■ SHORT TASK: Select and copy every line of the rows that contains the word "above".

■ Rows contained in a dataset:
※
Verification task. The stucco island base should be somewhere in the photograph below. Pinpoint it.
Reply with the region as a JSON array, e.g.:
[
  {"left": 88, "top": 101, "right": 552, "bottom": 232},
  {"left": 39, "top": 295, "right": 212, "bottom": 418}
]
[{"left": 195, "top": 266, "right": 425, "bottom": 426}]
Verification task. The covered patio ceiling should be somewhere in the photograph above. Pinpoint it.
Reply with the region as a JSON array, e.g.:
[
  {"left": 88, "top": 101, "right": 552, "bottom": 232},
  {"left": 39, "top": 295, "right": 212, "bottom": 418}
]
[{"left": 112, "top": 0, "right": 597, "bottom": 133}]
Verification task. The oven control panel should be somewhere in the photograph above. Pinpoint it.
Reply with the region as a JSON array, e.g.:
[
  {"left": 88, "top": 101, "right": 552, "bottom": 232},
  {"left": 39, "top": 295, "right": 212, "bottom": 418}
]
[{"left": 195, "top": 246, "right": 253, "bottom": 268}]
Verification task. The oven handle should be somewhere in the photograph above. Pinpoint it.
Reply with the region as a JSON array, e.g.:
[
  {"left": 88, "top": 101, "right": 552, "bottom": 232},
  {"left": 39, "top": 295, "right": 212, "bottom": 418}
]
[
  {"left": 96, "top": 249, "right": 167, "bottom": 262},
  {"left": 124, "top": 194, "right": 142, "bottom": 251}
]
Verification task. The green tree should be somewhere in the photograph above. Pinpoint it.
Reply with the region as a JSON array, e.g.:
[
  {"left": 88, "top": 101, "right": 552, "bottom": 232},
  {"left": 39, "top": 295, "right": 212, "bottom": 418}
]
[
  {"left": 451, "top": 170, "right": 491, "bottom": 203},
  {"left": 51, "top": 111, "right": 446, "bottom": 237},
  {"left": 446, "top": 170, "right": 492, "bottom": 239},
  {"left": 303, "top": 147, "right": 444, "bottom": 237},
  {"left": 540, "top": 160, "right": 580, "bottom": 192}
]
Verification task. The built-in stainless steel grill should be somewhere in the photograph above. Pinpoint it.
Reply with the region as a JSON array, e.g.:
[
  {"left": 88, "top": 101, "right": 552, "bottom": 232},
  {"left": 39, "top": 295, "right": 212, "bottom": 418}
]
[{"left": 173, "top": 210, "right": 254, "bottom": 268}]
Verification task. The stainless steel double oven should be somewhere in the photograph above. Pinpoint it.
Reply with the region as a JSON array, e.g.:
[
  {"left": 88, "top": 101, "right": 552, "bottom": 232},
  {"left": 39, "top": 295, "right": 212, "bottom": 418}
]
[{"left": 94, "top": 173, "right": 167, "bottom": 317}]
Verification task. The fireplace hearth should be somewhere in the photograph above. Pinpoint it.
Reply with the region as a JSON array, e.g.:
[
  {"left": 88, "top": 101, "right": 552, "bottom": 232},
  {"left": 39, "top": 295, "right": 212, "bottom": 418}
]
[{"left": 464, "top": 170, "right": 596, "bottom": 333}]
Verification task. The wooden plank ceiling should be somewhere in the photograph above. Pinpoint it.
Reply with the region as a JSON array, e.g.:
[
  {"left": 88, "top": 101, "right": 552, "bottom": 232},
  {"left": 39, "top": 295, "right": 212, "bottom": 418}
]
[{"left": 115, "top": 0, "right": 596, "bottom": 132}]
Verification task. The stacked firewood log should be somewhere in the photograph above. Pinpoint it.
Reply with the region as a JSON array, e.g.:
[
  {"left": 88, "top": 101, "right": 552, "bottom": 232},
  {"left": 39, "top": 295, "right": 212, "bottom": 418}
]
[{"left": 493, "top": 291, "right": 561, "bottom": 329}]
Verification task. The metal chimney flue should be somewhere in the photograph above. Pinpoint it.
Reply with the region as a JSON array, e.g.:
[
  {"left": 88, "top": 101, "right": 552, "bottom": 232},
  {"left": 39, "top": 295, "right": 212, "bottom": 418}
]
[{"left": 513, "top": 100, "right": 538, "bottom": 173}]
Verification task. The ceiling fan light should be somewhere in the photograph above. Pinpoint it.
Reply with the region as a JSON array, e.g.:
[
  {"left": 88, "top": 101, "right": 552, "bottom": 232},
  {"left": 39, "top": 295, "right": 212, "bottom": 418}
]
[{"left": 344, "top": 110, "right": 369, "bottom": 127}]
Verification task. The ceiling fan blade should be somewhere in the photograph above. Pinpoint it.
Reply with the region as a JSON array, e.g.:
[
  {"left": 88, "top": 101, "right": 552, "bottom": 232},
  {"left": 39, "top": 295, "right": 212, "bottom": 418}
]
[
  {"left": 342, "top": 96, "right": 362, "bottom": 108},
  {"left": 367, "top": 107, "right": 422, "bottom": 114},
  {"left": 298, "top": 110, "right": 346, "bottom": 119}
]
※
■ OUTPUT OF THE TASK:
Verification task. The covered patio ceiling should be somewhere in the photograph above. Pinpoint it.
Verification task. The oven control panel should be somewhere in the photograph above. Pinpoint it.
Verification task. The oven handle should be somewhere in the photograph above. Pinpoint it.
Verification task. The green tree should be somewhere in the photograph above. Pinpoint it.
Verification task. The built-in stainless steel grill should be somewhere in the photograph above. Pinpoint it.
Verification task. The stainless steel double oven should be somewhere in the photograph above. Pinpoint it.
Verification task. The fireplace hearth should be somewhere in the photograph above. Pinpoint it.
Verification task. The wooden plank ceiling should be somewhere in the photograph above. Pinpoint it.
Verification task. The stacked firewood log should be somewhere in the photograph above. Pinpoint it.
Verification task. The metal chimney flue should be somewhere in the photograph above. Pinpoint it.
Verification task. The ceiling fan light should be somewhere in the photograph above. Pinpoint it.
Verification task. The ceiling fan blade should be somewhere in the photograph above. Pinpoint it.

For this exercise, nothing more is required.